#### Segmentation mask data:
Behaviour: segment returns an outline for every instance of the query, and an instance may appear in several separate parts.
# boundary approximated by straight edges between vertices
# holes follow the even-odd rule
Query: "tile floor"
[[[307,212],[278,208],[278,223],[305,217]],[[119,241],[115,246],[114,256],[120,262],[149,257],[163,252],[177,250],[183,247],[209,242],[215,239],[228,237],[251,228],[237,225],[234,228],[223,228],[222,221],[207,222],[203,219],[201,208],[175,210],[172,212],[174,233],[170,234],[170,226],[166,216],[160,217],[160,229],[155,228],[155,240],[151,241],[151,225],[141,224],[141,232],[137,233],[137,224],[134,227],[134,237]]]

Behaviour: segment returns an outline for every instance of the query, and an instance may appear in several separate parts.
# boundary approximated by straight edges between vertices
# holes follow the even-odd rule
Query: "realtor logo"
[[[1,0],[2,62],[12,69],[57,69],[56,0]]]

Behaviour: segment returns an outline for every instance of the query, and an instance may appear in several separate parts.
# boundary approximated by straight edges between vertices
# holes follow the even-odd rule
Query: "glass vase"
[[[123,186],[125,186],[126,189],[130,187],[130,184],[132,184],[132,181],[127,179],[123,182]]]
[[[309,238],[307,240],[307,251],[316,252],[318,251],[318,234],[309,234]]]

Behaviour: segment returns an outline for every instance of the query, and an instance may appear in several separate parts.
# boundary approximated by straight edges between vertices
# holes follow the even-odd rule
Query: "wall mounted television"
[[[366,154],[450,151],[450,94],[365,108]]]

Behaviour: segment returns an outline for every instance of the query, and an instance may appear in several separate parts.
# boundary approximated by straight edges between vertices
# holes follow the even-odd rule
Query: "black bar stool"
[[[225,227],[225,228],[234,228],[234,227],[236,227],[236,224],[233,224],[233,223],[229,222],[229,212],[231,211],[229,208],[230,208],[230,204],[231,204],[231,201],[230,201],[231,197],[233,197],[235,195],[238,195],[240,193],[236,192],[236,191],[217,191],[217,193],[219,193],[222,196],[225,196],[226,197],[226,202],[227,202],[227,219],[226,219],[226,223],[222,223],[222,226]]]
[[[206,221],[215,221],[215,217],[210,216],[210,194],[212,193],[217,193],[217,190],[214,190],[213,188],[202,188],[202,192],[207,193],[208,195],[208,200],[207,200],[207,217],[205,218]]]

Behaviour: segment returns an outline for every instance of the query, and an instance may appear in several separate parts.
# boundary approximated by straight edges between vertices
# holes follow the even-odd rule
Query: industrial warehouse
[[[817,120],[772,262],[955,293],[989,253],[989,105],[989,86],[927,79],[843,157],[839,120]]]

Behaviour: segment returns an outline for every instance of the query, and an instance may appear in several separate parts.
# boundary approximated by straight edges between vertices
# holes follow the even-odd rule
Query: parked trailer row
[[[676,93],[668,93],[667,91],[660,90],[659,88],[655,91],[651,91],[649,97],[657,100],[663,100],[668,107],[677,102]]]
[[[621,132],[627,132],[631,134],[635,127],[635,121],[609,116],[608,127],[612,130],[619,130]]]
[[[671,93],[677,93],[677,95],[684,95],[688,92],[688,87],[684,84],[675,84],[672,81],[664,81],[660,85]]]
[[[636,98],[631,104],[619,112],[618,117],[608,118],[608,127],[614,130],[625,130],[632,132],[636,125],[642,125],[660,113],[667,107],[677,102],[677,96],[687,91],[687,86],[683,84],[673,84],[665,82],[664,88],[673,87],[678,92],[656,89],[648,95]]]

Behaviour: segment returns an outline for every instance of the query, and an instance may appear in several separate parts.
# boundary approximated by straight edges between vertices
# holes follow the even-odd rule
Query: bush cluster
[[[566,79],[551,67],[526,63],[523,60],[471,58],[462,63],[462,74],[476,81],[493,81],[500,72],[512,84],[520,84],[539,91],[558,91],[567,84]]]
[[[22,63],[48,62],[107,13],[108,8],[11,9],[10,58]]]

#### Prompt:
No lines before the one containing "Query: parked trailer row" belong in the answer; write out that line and each one after it exactly, through the end of the records.

#### Task answer:
Query: parked trailer row
[[[676,93],[668,93],[667,91],[660,90],[659,88],[655,91],[651,91],[649,97],[657,100],[663,100],[668,107],[677,102]]]
[[[621,132],[627,132],[631,134],[635,127],[635,121],[609,116],[608,127],[612,130],[619,130]]]
[[[671,93],[677,93],[677,95],[684,95],[688,92],[688,87],[684,84],[675,84],[672,81],[664,81],[660,85]]]
[[[636,98],[631,104],[619,112],[618,117],[608,118],[608,127],[614,130],[625,130],[632,132],[636,125],[642,125],[660,113],[667,107],[677,102],[677,96],[687,91],[687,86],[683,84],[673,84],[665,82],[664,88],[673,87],[678,92],[656,89],[648,95]]]

Behaviour: segment returns an outline for every instance of the query, and an instance may appear in several separate parts.
# boundary approximated by straight edges between vertices
# holes follow the even-odd rule
Query: bush cluster
[[[566,79],[551,67],[526,63],[523,60],[471,58],[462,63],[462,74],[476,81],[493,81],[500,72],[512,84],[520,84],[539,91],[558,91],[567,84]]]
[[[22,63],[48,62],[107,13],[108,8],[11,9],[10,58]]]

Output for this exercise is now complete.